TASK LIST =
1/ Answer these questions from the text on Epichorista abdita, one answer per line, marked as the questions are:
(a) In which family is this moth placed?
(b) Where were the specimens used for the first description collected?
(c) Where is the male holotype specimen held?
2/ List every person named in the text on Epichorista abdita.
3/ Carry on the text about Epichorista abdita from where it stops.

TEXT SEGMENT =
☆ ☆ ☆ ☆
Species of moth endemic to New Zealand

Epichorista abdita is a species of moth in the family Tortricidae. This species was first described by Alfred Philpott in 1924. It is endemic to New Zealand.

==Taxonomy==
This species was first described by Alfred Philpott in 1924 using specimens collected on the Mount Arthur tableland in the first week of March. In 1928 George Hudson discussed E. abdita in his book The butterflies and moths of New Zealand discussing it as a form of Epichorista emphanes. In 1928 Alfred Philpott also discussed and illustrated the male genitalia of this species treating the moth as a distinct species. In another 1928 article Philpott pointed out that the male genitalia of E. abdita showed "markedly different structural peculiarities". In 1939 Hudson again discussed E. abdita this time as a synonym of E. emphanes in his publication in A supplement to the butterflies and moths of New Zealand. John S. Dugdale discussed this moth as a species in his 1988 publication. However as at 2025, this species is regarded as being taxonomically unresolved as it likely belongs to another genus. It is therefore also known as Epichorista (s.l.) abdita. The male holotype specimen is held at the New Zealand Arthropod Collection.
☆ ☆ ☆ ☆
MATERIAL SUPPLIED =
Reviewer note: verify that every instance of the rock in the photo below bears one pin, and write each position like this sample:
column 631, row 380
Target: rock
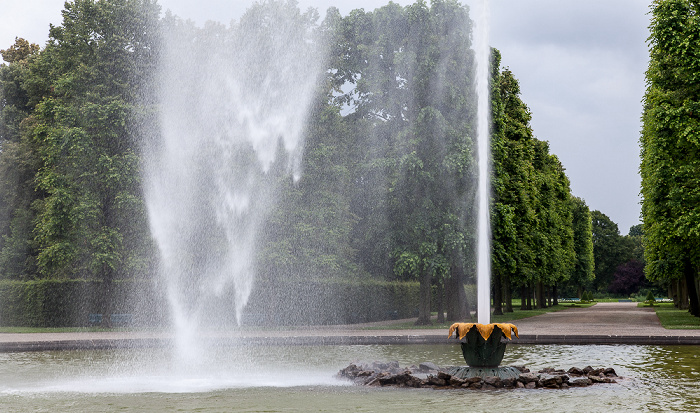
column 575, row 371
column 552, row 382
column 391, row 374
column 509, row 382
column 610, row 372
column 435, row 381
column 595, row 372
column 580, row 382
column 456, row 382
column 444, row 376
column 522, row 369
column 428, row 367
column 493, row 381
column 527, row 378
column 600, row 379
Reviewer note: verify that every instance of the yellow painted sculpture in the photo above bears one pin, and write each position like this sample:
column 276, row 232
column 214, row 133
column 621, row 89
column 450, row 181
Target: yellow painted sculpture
column 484, row 329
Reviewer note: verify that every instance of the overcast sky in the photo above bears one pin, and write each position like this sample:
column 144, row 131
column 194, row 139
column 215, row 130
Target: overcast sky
column 580, row 64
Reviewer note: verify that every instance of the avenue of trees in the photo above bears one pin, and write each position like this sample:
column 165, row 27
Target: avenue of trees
column 670, row 143
column 388, row 185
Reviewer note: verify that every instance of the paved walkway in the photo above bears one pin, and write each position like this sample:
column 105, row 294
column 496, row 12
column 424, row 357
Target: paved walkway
column 604, row 323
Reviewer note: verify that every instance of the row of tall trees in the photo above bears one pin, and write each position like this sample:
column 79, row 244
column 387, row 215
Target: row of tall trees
column 670, row 142
column 542, row 234
column 388, row 184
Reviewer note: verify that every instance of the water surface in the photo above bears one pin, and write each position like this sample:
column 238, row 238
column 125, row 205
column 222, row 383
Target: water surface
column 302, row 378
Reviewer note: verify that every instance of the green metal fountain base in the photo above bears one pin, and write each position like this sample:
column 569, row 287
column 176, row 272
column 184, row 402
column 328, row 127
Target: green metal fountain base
column 483, row 372
column 482, row 353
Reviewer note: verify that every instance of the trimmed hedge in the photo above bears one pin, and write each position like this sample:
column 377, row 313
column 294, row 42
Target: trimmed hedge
column 69, row 303
column 57, row 303
column 332, row 302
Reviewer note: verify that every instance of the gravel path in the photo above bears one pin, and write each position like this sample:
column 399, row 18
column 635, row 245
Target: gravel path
column 603, row 323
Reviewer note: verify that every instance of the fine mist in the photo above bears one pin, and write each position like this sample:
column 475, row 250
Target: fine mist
column 233, row 106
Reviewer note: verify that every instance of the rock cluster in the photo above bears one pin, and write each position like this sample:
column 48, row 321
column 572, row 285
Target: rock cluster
column 431, row 376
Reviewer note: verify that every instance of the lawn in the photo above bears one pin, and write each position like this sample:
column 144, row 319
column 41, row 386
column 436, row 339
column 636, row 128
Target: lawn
column 673, row 318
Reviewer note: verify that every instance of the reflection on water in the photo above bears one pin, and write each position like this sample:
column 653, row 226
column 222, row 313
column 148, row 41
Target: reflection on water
column 301, row 378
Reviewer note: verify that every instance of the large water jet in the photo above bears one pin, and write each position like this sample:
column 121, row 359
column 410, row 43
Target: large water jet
column 483, row 56
column 234, row 103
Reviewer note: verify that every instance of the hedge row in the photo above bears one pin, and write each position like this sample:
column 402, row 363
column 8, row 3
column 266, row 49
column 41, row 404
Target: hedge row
column 57, row 303
column 69, row 303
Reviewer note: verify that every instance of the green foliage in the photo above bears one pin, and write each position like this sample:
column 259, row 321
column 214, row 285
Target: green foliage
column 534, row 238
column 650, row 298
column 50, row 303
column 388, row 164
column 670, row 145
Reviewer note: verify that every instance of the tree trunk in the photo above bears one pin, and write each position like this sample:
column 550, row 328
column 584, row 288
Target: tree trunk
column 424, row 305
column 441, row 302
column 539, row 288
column 456, row 297
column 529, row 296
column 507, row 294
column 682, row 294
column 106, row 298
column 497, row 294
column 689, row 275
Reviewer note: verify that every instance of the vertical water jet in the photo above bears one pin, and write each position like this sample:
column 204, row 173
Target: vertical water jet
column 483, row 55
column 233, row 106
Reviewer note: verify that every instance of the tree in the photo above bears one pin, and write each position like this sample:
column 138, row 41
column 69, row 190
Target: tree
column 91, row 218
column 628, row 278
column 670, row 143
column 583, row 272
column 18, row 164
column 608, row 249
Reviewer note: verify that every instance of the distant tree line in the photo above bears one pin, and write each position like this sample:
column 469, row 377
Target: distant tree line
column 670, row 142
column 389, row 170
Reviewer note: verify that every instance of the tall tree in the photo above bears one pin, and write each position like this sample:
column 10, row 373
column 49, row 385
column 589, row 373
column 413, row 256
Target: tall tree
column 583, row 272
column 670, row 142
column 18, row 164
column 91, row 219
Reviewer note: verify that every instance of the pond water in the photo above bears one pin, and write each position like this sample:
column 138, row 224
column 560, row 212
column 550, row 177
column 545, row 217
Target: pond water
column 301, row 379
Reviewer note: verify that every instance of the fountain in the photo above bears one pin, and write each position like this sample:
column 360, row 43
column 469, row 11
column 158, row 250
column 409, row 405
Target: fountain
column 484, row 347
column 236, row 117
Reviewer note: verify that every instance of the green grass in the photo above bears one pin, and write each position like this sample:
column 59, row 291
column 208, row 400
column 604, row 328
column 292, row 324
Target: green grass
column 517, row 314
column 674, row 319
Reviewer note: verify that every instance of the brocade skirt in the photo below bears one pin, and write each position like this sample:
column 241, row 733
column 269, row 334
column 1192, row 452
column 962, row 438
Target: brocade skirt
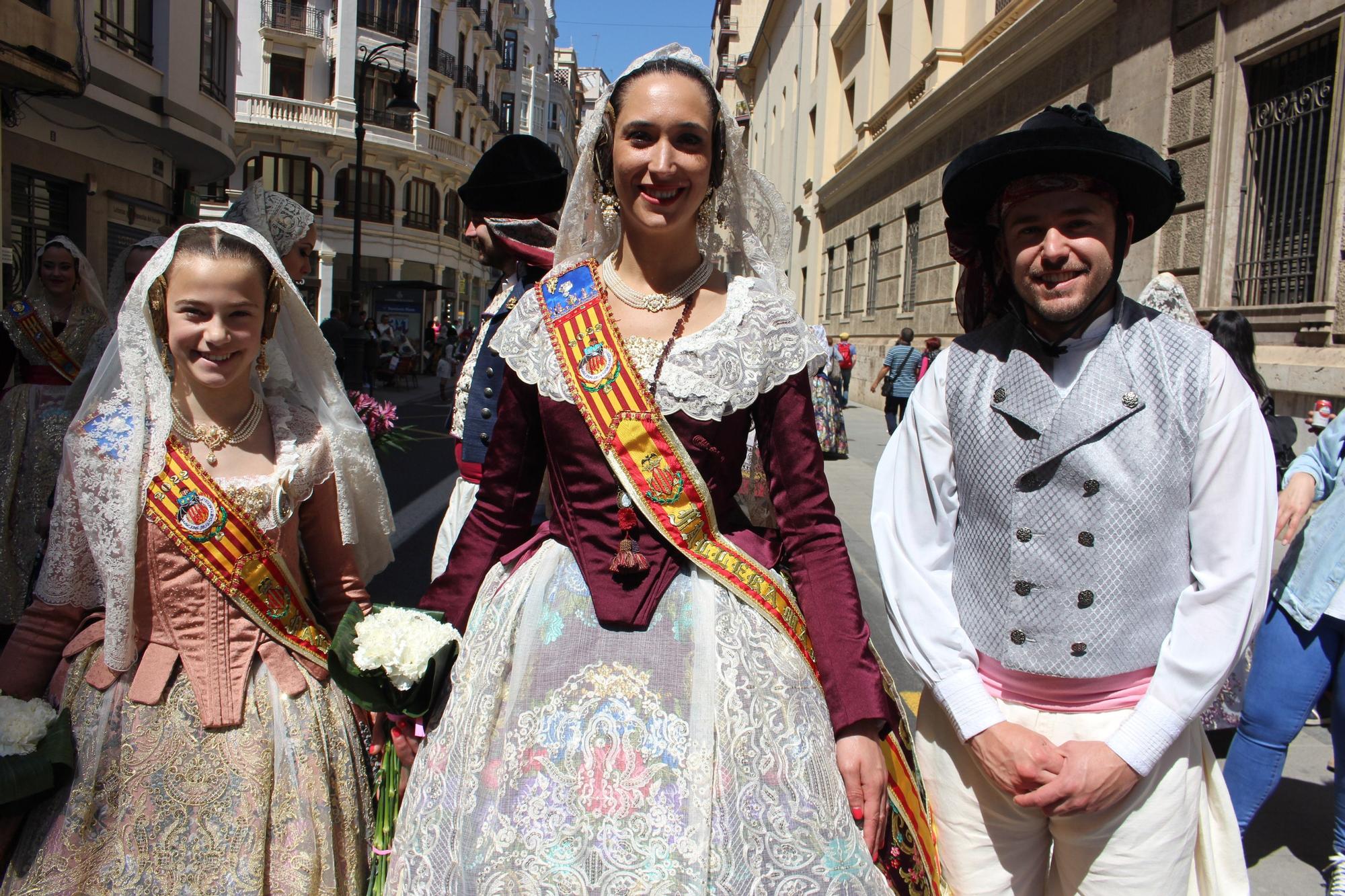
column 692, row 756
column 161, row 805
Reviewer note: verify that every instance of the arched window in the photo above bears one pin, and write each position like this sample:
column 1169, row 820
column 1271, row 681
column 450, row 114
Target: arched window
column 422, row 204
column 295, row 177
column 453, row 214
column 376, row 196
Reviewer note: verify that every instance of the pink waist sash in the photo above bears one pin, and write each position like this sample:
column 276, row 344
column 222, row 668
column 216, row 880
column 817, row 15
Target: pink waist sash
column 1065, row 694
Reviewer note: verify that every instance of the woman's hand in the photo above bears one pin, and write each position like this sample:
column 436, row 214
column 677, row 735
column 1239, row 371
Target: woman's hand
column 860, row 759
column 1295, row 502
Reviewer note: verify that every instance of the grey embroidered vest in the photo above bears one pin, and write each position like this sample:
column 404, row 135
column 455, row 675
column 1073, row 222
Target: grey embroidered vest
column 1073, row 541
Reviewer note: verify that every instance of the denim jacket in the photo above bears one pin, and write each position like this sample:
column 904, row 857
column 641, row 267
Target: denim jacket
column 1315, row 567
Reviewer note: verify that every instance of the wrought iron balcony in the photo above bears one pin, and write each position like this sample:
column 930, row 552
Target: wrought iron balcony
column 295, row 18
column 445, row 64
column 392, row 26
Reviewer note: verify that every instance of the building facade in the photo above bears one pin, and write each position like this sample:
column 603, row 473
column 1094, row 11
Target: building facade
column 298, row 76
column 856, row 110
column 112, row 114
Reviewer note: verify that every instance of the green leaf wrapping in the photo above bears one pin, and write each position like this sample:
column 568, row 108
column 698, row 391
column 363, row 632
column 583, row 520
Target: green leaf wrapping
column 49, row 764
column 372, row 690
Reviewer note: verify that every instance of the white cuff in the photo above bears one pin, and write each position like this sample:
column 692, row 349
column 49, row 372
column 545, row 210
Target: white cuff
column 969, row 704
column 1147, row 735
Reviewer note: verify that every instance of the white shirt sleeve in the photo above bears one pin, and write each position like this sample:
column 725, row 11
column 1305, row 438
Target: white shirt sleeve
column 915, row 513
column 1231, row 517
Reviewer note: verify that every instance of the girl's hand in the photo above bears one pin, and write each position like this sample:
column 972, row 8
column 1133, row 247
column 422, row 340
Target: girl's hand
column 860, row 759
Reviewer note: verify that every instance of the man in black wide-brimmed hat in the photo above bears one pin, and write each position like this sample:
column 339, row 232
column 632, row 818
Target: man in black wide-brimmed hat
column 1074, row 530
column 513, row 201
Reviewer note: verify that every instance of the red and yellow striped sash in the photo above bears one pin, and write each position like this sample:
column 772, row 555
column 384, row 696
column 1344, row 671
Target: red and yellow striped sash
column 654, row 470
column 228, row 546
column 28, row 321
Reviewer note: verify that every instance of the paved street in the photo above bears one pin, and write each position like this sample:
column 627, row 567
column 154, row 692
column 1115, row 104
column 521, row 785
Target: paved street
column 1286, row 845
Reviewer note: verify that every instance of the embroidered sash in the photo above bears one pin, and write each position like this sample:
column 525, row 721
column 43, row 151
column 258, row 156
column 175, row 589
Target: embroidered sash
column 227, row 545
column 28, row 322
column 661, row 479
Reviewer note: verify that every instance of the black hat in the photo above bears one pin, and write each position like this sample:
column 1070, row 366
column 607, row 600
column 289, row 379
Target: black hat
column 1065, row 140
column 520, row 175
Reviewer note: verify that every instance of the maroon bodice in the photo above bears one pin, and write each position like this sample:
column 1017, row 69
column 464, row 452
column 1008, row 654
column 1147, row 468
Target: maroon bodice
column 537, row 434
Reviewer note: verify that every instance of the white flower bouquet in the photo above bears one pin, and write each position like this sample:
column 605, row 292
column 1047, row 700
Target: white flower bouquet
column 37, row 751
column 393, row 661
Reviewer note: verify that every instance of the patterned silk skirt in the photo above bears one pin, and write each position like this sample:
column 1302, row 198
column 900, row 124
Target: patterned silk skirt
column 827, row 411
column 692, row 756
column 161, row 805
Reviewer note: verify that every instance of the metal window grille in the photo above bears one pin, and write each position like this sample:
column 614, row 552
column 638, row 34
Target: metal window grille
column 127, row 25
column 1285, row 175
column 871, row 298
column 849, row 278
column 422, row 205
column 215, row 50
column 909, row 292
column 295, row 18
column 40, row 209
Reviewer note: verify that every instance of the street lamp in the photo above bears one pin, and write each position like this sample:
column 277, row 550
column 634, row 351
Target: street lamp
column 403, row 101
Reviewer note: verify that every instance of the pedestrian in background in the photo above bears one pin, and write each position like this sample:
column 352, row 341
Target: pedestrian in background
column 845, row 360
column 927, row 357
column 898, row 378
column 1303, row 642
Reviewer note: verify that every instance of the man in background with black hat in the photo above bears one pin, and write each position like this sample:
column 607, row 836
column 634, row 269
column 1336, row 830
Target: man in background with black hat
column 1074, row 532
column 513, row 201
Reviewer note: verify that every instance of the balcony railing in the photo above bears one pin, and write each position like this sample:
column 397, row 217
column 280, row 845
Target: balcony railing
column 467, row 80
column 287, row 114
column 445, row 64
column 391, row 26
column 385, row 119
column 295, row 18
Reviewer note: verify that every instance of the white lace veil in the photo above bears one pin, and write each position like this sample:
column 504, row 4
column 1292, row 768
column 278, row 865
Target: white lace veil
column 116, row 444
column 88, row 288
column 118, row 284
column 274, row 216
column 755, row 224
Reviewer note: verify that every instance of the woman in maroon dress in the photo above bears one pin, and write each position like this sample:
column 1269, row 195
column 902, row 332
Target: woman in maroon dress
column 625, row 729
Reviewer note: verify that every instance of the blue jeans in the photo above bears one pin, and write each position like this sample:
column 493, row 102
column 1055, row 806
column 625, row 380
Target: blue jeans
column 1291, row 670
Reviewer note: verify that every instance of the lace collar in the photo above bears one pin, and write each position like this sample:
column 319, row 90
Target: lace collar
column 753, row 348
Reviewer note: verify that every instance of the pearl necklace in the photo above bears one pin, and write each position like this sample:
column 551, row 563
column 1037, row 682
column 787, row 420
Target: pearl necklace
column 216, row 436
column 656, row 302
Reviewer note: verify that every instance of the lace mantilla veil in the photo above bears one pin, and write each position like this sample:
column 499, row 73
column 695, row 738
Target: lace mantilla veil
column 116, row 446
column 761, row 339
column 88, row 280
column 272, row 214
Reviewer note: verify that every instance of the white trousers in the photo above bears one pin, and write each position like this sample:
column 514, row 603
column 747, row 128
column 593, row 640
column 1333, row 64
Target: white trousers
column 1174, row 834
column 459, row 505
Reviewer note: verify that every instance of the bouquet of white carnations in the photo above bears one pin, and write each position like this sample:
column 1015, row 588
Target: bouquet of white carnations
column 37, row 748
column 393, row 661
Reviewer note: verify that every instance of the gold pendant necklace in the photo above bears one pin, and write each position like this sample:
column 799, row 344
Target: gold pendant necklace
column 216, row 436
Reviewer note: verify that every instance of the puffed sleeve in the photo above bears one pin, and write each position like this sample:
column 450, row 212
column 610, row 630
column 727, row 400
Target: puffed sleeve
column 502, row 520
column 332, row 561
column 36, row 647
column 816, row 552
☆ ☆ ☆ ☆
ANSWERS TO THIS EXERCISE =
1/
(a) Tortricidae
(b) On the Mount Arthur tableland
(c) At the New Zealand Arthropod Collection

2/ Alfred Philpott, George Hudson, John S. Dugdale

3/
==Description==
Philpott described this species as follows:

♂. 11 1/2–13 mm. Head, palpi, and thorax bright reddish-ochreous. Antennae in male ciliated, 1 1/2. Abdomen dark fuscous. Legs ochreous-whitish, tarsal segments annulated with fuscous. Forewings, costa strongly arched at base, apex rectangular, termen very slightly oblique, rounded beneath; bright ochreous-reddish; markings very obscure; five or six fuscous dots on basal half of costa; traces of some leaden-white fasciae at 1/3 apical half of wing with numerous obscure waved leaden-white fasciae, visible only under magnification; central fascia indicated by a clear reddish area on costa at middle: fringes ochreous-reddish, tips paler. Hindwings dark fuscous: fringes greyish-fuscous, with basal band and the tips round termen tinged with ochreous.

In one example the markings are quite obsolete and the ground-colour is much paler. It is a smaller and duller species than the similar in appearance E. emphanes and also has longer antennal ciliations.

==Distribution==
This species is endemic to New Zealand. It has been observed in the Mount Arthur tableland.

== Behaviour ==
The adults of this species are on the wing in March.